■ Task set ■
1. In the article on "Sweet Dreams," on what date did J-Hope announce the song and share its cover art?
2. Repeat the article on "Sweet Dreams" word for word from "Miguel singles chronology" to "in October 2024.".

■ Document extract ■
* begin *

Single by J-Hope featuring Miguel
- Released: March 7, 2025
- Genre: Pop; R&B;
- Length: 2:52
- Label: Big Hit
- Songwriters: Jung Ho-seok; Johnny Goldstein; Sean Douglas; Sam Martin; Theron Thomas;
- Producer: Goldstein

J-Hope singles chronology
| "LV Bag" (2025) | "Sweet Dreams" (2025) | "Mona Lisa" (2025) |

Miguel singles chronology
| "Always Time" (2024) | "Sweet Dreams" (2025) |  |

Music video
- "Sweet Dreams" on YouTube

= Sweet Dreams (J-Hope song) =

"Sweet Dreams" is a song by South Korean rapper J-Hope of BTS featuring American singer Miguel, released on March 7, 2025. It was written by J-Hope, Johnny Goldstein (who also produced the song), Sean Douglas, Sam Martin and Theron Thomas.

==Background==
On February 26, 2025, J-Hope announced the song and shared the cover art as well. "Sweet Dreams" is his first solo release since he was discharged from the South Korean military in October 2024.

* end *

■ Data lines ■
* begin *

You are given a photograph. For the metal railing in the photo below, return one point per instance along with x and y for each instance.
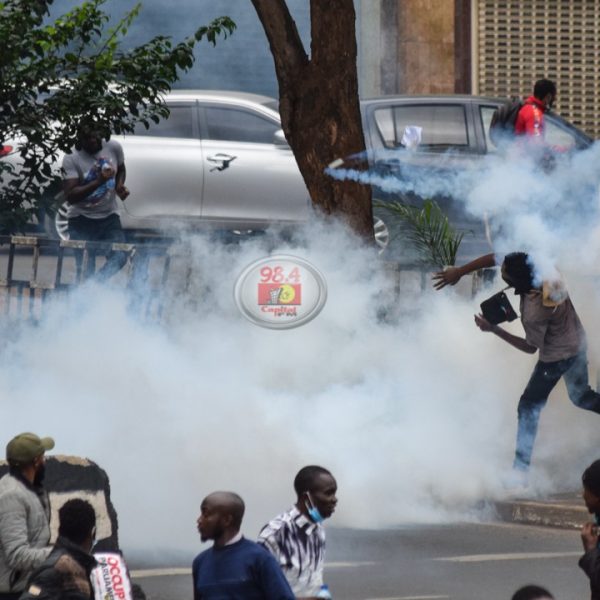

* end *

■ Results for the exercise ■
1. February 26, 2025

2.
Miguel singles chronology
| "Always Time" (2024) | "Sweet Dreams" (2025) |  |

Music video
- "Sweet Dreams" on YouTube

= Sweet Dreams (J-Hope song) =

"Sweet Dreams" is a song by South Korean rapper J-Hope of BTS featuring American singer Miguel, released on March 7, 2025. It was written by J-Hope, Johnny Goldstein (who also produced the song), Sean Douglas, Sam Martin and Theron Thomas.

==Background==
On February 26, 2025, J-Hope announced the song and shared the cover art as well. "Sweet Dreams" is his first solo release since he was discharged from the South Korean military in October 2024.